Problem statement: Output every text line of the entries below verbatim, leaving out the pictures.

Provided data:
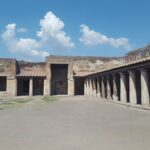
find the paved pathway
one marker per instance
(74, 123)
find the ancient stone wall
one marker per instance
(138, 54)
(7, 67)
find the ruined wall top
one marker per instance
(7, 67)
(138, 54)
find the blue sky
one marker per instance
(34, 29)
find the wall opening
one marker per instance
(111, 85)
(105, 87)
(38, 86)
(118, 85)
(127, 87)
(138, 86)
(3, 83)
(59, 79)
(79, 85)
(23, 86)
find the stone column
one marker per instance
(98, 87)
(71, 87)
(47, 80)
(144, 88)
(88, 87)
(103, 87)
(94, 87)
(70, 80)
(91, 87)
(85, 87)
(12, 86)
(115, 91)
(123, 92)
(31, 87)
(46, 87)
(108, 88)
(132, 88)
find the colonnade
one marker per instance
(128, 86)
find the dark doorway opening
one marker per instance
(59, 79)
(38, 86)
(79, 85)
(3, 83)
(127, 87)
(118, 85)
(138, 86)
(23, 86)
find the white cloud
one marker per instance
(51, 31)
(24, 47)
(50, 37)
(22, 30)
(92, 38)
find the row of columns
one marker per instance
(127, 87)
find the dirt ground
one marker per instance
(73, 123)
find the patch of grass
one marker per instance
(49, 98)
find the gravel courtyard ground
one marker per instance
(74, 123)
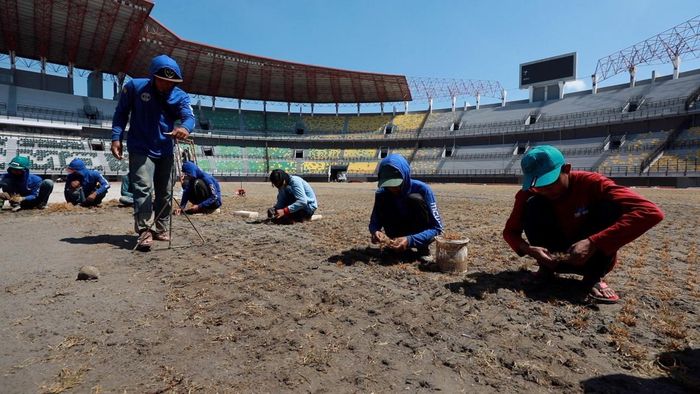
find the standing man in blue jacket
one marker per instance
(22, 189)
(154, 103)
(83, 186)
(405, 208)
(200, 188)
(296, 200)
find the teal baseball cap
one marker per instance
(389, 177)
(541, 166)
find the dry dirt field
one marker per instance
(313, 308)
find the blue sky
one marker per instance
(439, 38)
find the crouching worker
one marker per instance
(575, 221)
(296, 200)
(22, 189)
(405, 208)
(83, 186)
(199, 188)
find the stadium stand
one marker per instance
(253, 120)
(221, 118)
(323, 154)
(325, 123)
(360, 154)
(463, 151)
(368, 123)
(362, 167)
(281, 122)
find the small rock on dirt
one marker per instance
(88, 272)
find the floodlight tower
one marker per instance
(668, 46)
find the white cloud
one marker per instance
(575, 86)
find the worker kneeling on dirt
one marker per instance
(83, 186)
(22, 189)
(405, 208)
(575, 221)
(199, 188)
(296, 200)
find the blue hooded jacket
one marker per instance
(152, 113)
(195, 172)
(26, 185)
(297, 195)
(409, 186)
(88, 178)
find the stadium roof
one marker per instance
(116, 36)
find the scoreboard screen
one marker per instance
(553, 69)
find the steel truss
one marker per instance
(445, 88)
(679, 41)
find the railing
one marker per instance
(648, 111)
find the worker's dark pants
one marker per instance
(397, 225)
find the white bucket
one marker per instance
(451, 255)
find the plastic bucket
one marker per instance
(451, 255)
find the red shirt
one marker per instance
(586, 188)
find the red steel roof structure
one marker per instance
(120, 36)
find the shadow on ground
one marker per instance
(118, 241)
(477, 284)
(370, 255)
(682, 367)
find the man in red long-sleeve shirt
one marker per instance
(580, 213)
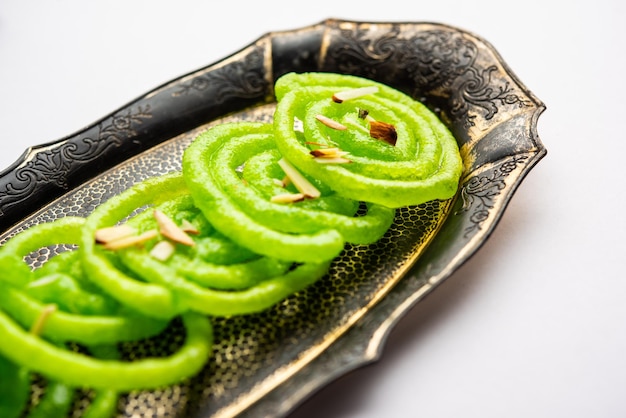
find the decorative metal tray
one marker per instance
(267, 364)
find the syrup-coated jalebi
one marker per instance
(257, 214)
(238, 200)
(424, 164)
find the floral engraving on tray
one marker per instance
(241, 78)
(480, 193)
(54, 165)
(439, 62)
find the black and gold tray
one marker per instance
(266, 364)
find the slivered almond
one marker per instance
(334, 160)
(301, 183)
(169, 229)
(288, 198)
(383, 131)
(189, 228)
(112, 233)
(354, 93)
(162, 250)
(328, 153)
(331, 123)
(41, 320)
(132, 240)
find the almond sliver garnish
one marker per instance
(333, 160)
(354, 93)
(112, 233)
(169, 229)
(288, 198)
(41, 320)
(328, 153)
(162, 250)
(301, 183)
(189, 228)
(331, 123)
(131, 240)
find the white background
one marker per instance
(535, 324)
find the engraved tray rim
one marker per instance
(493, 170)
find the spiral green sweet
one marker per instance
(423, 165)
(239, 204)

Response:
find the paved pathway
one marker per instance
(74, 123)
find the ancient stone wall
one marker per instance
(138, 54)
(7, 67)
find the ruined wall top
one marker per instance
(7, 67)
(138, 54)
find the blue sky
one marker per instance
(34, 29)
find the wall opening
one marker per instance
(111, 85)
(105, 87)
(38, 86)
(118, 85)
(127, 87)
(138, 86)
(3, 83)
(59, 79)
(79, 85)
(23, 86)
find the stone column
one marker per instance
(98, 87)
(71, 87)
(47, 80)
(144, 88)
(88, 87)
(103, 87)
(94, 87)
(70, 80)
(91, 87)
(85, 87)
(12, 86)
(115, 91)
(123, 92)
(31, 87)
(46, 87)
(108, 88)
(132, 88)
find the colonnade
one marker per instance
(128, 86)
find the dark doorway opening
one marker per instance
(59, 79)
(38, 86)
(79, 85)
(3, 83)
(127, 87)
(118, 85)
(138, 86)
(23, 86)
find the white cloud
one marker per instance
(51, 31)
(24, 47)
(50, 37)
(22, 30)
(92, 38)
find the row of columns
one marker per instance
(127, 87)
find the dirt ground
one marker per instance
(73, 123)
find the patch of grass
one marker per instance
(49, 98)
find the gravel courtyard ground
one marker per instance
(74, 123)
find the standing man in blue jacket
one marker per instance
(22, 189)
(154, 103)
(83, 186)
(405, 208)
(200, 188)
(296, 200)
find the teal baseball cap
one marker per instance
(389, 177)
(541, 166)
find the dry dirt field
one marker per instance
(313, 308)
find the blue sky
one marker per instance
(439, 38)
find the crouching worker
one marker per instance
(575, 221)
(296, 200)
(22, 189)
(405, 208)
(83, 186)
(199, 188)
find the stadium stand
one marker per instance
(253, 120)
(221, 118)
(323, 154)
(325, 123)
(360, 154)
(463, 151)
(368, 123)
(362, 167)
(281, 122)
find the small rock on dirt
one marker per instance
(88, 272)
find the floodlight tower
one marker per instance
(668, 46)
find the white cloud
one marker per instance
(575, 86)
find the worker kneeling on dirt
one marker per instance
(83, 186)
(22, 189)
(405, 208)
(575, 221)
(199, 188)
(296, 200)
find the blue hooded jacket
one marker per instance
(152, 113)
(195, 172)
(26, 185)
(297, 195)
(409, 186)
(88, 178)
find the stadium roof
one marker per instance
(116, 36)
find the scoreboard screen
one marker per instance
(553, 69)
find the steel truss
one marker per instance
(445, 88)
(679, 41)
find the railing
one marker per instance
(648, 111)
find the worker's dark pants
one marker per instance
(397, 225)
find the white bucket
one marker per instance
(451, 255)
find the plastic bucket
one marker per instance
(451, 255)
find the red shirt
one marker per instance
(586, 188)
find the red steel roof structure
one marker per instance
(120, 36)
find the shadow on ground
one marker per instance
(118, 241)
(477, 284)
(370, 255)
(682, 367)
find the man in red long-sleeve shirt
one marker per instance
(580, 213)
find the decorative metal tray
one marker per instance
(267, 364)
find the syrup-coated jalebi
one marker per instance
(257, 214)
(238, 200)
(424, 164)
find the floral engraving on tray
one marker per instance
(241, 78)
(480, 193)
(54, 165)
(439, 62)
find the black and gold tray
one marker per instance
(266, 364)
find the slivered almond
one marker per instance
(334, 160)
(301, 183)
(169, 229)
(288, 198)
(383, 131)
(189, 228)
(112, 233)
(354, 93)
(162, 250)
(328, 153)
(331, 123)
(41, 320)
(132, 240)
find the almond sliver garnish
one marker per instance
(333, 160)
(354, 93)
(112, 233)
(169, 229)
(288, 198)
(41, 320)
(328, 153)
(162, 250)
(301, 183)
(189, 228)
(331, 123)
(131, 240)
find the white background
one marker per instance
(535, 324)
find the engraved tray rim
one marker per instance
(493, 170)
find the spiral green sweet
one marker per instance
(423, 165)
(239, 204)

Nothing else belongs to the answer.